Work required >>
Give back the whole listing exactly as written, leaving out each picture.

Records >>
◆ ◆ ◆ ◆ ◆ ◆ ◆

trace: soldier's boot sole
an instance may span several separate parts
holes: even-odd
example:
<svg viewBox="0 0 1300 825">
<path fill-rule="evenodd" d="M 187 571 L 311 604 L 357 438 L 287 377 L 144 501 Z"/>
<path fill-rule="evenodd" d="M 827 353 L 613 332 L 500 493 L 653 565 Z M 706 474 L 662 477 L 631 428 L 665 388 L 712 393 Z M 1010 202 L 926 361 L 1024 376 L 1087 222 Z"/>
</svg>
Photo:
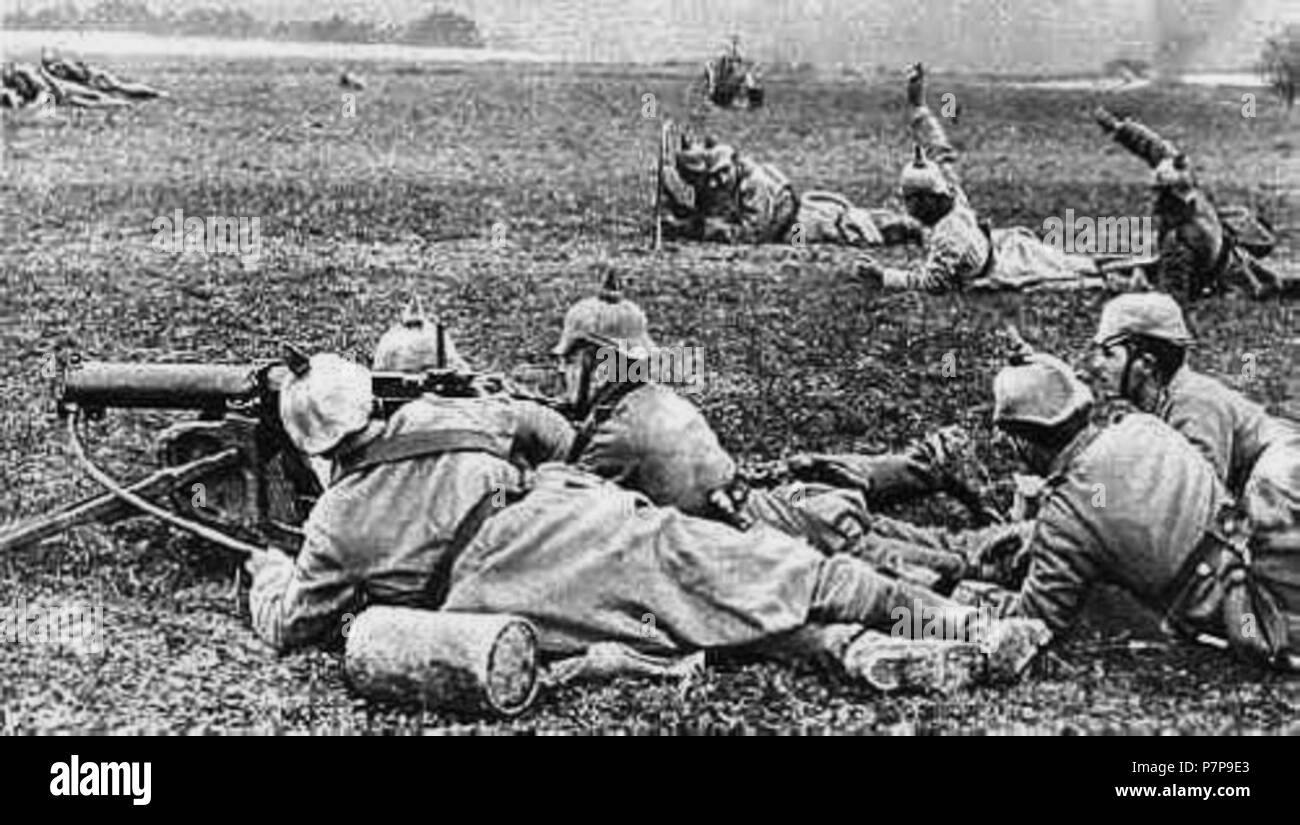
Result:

◆ ◆ ◆ ◆ ◆ ◆ ◆

Answer to this exercise >>
trace: soldier's boot sole
an instance may span several separate parts
holes: even-odd
example:
<svg viewBox="0 0 1300 825">
<path fill-rule="evenodd" d="M 187 571 L 311 604 L 357 438 L 287 377 L 144 501 Z"/>
<path fill-rule="evenodd" d="M 827 353 L 613 332 L 500 493 L 653 565 Z M 706 474 L 662 477 L 631 428 L 665 388 L 712 393 Z M 1010 202 L 926 361 L 1024 376 L 1087 222 Z"/>
</svg>
Photo:
Result:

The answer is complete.